Assigned task: All of the entries must appear again exactly as written.

Data provided:

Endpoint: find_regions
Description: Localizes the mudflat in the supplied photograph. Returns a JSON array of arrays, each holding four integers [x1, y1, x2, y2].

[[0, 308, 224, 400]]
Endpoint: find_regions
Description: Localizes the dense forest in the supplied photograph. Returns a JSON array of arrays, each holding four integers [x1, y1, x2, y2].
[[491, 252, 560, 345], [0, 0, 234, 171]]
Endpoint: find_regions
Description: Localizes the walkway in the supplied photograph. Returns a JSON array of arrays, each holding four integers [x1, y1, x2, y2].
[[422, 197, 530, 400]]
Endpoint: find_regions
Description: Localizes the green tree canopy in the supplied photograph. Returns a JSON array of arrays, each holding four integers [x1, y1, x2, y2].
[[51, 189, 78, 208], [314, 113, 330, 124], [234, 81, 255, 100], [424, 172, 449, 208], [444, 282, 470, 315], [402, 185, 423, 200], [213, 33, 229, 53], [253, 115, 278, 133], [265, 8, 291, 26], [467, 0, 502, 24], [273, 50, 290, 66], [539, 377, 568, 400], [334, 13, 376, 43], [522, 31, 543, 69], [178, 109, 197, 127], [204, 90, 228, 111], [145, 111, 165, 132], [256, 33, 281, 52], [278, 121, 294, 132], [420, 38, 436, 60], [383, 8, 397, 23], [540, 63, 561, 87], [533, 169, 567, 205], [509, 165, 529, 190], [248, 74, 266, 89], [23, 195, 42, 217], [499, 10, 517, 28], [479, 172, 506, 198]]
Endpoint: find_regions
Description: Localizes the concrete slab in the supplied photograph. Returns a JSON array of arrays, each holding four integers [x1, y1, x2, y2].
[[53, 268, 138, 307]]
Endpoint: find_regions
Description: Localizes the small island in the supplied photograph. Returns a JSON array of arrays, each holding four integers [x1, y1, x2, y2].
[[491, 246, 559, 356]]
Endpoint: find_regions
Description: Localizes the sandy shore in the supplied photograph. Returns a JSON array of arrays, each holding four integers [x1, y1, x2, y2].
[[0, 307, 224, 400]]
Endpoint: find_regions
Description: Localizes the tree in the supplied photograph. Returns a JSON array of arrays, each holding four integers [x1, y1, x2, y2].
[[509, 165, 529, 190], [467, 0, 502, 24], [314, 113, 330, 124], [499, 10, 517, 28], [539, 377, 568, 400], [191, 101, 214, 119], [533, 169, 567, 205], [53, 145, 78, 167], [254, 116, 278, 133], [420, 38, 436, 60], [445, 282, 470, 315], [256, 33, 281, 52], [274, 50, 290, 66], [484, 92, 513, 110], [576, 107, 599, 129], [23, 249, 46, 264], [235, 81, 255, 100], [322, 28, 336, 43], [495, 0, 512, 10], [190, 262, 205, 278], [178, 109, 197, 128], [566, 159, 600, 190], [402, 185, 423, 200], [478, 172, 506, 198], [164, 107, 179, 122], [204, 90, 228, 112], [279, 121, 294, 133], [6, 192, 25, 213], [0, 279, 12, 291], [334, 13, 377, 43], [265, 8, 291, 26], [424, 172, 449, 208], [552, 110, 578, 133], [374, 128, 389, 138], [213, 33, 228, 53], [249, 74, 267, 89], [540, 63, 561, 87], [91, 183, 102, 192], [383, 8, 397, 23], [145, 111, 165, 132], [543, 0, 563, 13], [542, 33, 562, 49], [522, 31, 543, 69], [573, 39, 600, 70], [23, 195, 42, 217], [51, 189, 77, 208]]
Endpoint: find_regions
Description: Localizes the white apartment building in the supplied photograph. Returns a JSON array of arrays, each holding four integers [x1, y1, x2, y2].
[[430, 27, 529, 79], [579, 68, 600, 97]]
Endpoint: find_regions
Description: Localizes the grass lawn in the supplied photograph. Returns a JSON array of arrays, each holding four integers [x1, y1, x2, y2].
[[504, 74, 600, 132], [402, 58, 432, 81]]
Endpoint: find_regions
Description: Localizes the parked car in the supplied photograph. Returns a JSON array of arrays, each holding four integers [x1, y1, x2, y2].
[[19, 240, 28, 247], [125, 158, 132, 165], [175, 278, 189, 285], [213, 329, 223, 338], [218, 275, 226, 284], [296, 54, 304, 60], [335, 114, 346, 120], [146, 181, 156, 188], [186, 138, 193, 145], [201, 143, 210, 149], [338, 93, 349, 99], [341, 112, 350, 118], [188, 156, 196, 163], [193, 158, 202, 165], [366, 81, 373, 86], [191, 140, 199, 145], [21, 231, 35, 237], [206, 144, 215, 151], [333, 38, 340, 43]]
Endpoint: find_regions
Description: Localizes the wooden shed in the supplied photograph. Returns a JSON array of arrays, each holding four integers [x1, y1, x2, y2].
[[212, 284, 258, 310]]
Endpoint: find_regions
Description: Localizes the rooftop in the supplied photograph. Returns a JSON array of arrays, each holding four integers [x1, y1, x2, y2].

Problem solution:
Endpoint: find_regions
Description: Localizes the mudflat in the supplied photograph. Returns a JSON array of arrays, each holding four integers [x1, y1, x2, y2].

[[0, 308, 224, 400]]
Endpoint: find_regions
Description: Localizes the dense forest in the supplied photograph. Returns a JSON array of arrays, each holding four integers [x1, y1, x2, y2].
[[491, 252, 560, 345], [0, 0, 234, 171]]
Endpoint: find_regions
Description: Localizes the walkway in the supplied photograph. Returns a JSON array of arrays, each holding four integers [x1, y1, x2, y2].
[[422, 197, 530, 400]]
Endpoint: find_regions
Description: Localizes the green tree canopy in the supplied photograph. Returns a JSON array of arrays, each holding four integers [x1, y1, x2, y2].
[[51, 189, 78, 208], [314, 113, 330, 124], [234, 81, 255, 100], [424, 172, 449, 208], [444, 282, 470, 315], [402, 185, 423, 200], [213, 33, 229, 53], [253, 115, 278, 133], [265, 8, 291, 26], [467, 0, 502, 24], [273, 50, 290, 66], [539, 377, 568, 400], [334, 13, 376, 43], [522, 31, 543, 69], [178, 109, 197, 127], [204, 90, 228, 111], [145, 111, 165, 132], [256, 33, 281, 52], [278, 121, 294, 132], [420, 38, 436, 60], [383, 8, 397, 23], [540, 63, 561, 87], [533, 169, 567, 205], [509, 165, 529, 190], [248, 74, 266, 89], [23, 195, 42, 217], [499, 10, 517, 28], [479, 172, 506, 198]]
Endpoint: find_regions
Description: Localizes the concrete slab in the supplied photograph. Returns a JSON array of arrays, each holding four integers [x1, y1, x2, y2].
[[53, 268, 138, 307]]
Endpoint: find_regions
Description: Localizes the small island in the supplied photograph. Returns a JSON array of arrays, each holding four integers [x1, y1, x2, y2].
[[491, 246, 559, 356]]
Endpoint: find_regions
Description: Localizes the sandy shore in the supplied photograph. Returns a JSON array of arrays, each holding four integers [x1, y1, x2, y2].
[[0, 307, 224, 400]]
Endpoint: find_regions
Description: Localizes the tree in the supplied photograph. Returns a JSON array of arrays, each holding four integers [x1, y1, x2, y2].
[[509, 165, 529, 190], [467, 0, 502, 24], [314, 113, 330, 124], [499, 10, 517, 28], [539, 377, 568, 400], [191, 101, 214, 119], [533, 169, 567, 205], [53, 145, 78, 167], [254, 116, 278, 133], [420, 38, 436, 60], [445, 282, 470, 315], [256, 33, 281, 52], [274, 50, 290, 66], [484, 92, 513, 110], [576, 107, 599, 129], [23, 249, 46, 264], [235, 81, 255, 100], [322, 28, 336, 43], [495, 0, 512, 10], [190, 262, 205, 278], [178, 109, 197, 128], [566, 159, 600, 190], [402, 185, 423, 200], [478, 172, 506, 198], [164, 107, 179, 122], [204, 90, 228, 112], [279, 121, 294, 133], [6, 192, 25, 213], [0, 279, 12, 291], [334, 13, 377, 43], [265, 8, 291, 26], [424, 172, 449, 208], [552, 110, 578, 133], [374, 128, 389, 138], [213, 33, 228, 53], [249, 74, 267, 89], [540, 63, 561, 87], [91, 183, 102, 192], [383, 8, 397, 23], [145, 111, 165, 132], [543, 0, 563, 13], [542, 33, 562, 49], [522, 31, 543, 69], [573, 39, 600, 70], [23, 195, 42, 217], [51, 189, 77, 208]]
Endpoint: find_regions
Description: Localizes the white apartment building in the supplied photograph. Returns a JSON array of arrays, each holding four integers [x1, y1, x2, y2].
[[430, 27, 529, 79], [579, 68, 600, 97]]
Endpoint: find_regions
Description: Localizes the grass lawn in the supplied photograph. Returns a JSON array of arrays, each holding four integers [x1, y1, x2, y2].
[[504, 74, 600, 132], [402, 58, 432, 81]]
Endpoint: find_regions
Description: Localizes the parked car in the supplied photograph. Returns a JSON array of arrays, each holding four integers [x1, y1, x2, y2].
[[19, 240, 28, 247], [125, 158, 132, 165], [175, 278, 189, 285], [213, 329, 223, 338], [218, 275, 226, 284], [296, 54, 304, 60], [335, 114, 346, 120], [146, 181, 156, 188], [186, 138, 193, 145], [201, 143, 210, 149], [338, 93, 349, 99], [341, 112, 350, 118], [188, 156, 196, 163], [193, 158, 202, 165], [366, 81, 373, 86], [191, 140, 199, 145], [21, 231, 35, 237], [206, 144, 215, 151], [333, 38, 340, 43]]
Endpoint: find_regions
Description: Localizes the wooden shed in the supplied photograph. Returns a JSON array of arrays, each holding four integers [x1, y1, x2, y2].
[[212, 284, 258, 310]]
Endpoint: find_regions
Description: Localizes the rooftop in the supplied photograph. Returns a JSON array of arrays, each holding four integers [x1, y1, x2, y2].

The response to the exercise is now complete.